PROMPT
Extract each line in the listing below that contains the word "with".

EXERCISE INPUT
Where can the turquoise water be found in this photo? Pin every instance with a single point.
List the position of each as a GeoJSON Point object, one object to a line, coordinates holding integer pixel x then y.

==

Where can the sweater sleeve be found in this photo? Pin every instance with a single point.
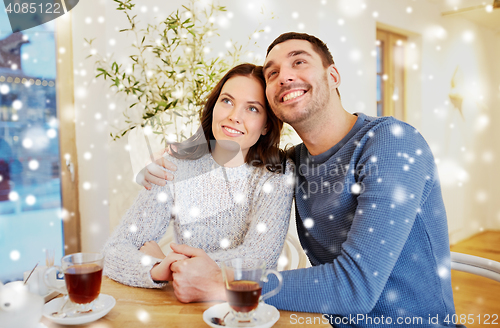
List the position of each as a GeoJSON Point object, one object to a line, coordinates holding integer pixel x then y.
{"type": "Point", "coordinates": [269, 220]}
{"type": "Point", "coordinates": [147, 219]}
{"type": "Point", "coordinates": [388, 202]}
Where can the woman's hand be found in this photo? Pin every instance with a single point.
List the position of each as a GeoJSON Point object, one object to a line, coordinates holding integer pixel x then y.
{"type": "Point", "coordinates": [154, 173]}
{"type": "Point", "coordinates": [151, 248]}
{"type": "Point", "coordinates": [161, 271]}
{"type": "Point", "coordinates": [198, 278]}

COMPLETE OUTPUT
Where can the turquoise water be found in this photo? Pin every instance with a single point.
Where can the sweater sleeve be found in this photo? Pin every instance with a single point.
Where can the woman's hand be found in this photo? Pin every instance with a single point.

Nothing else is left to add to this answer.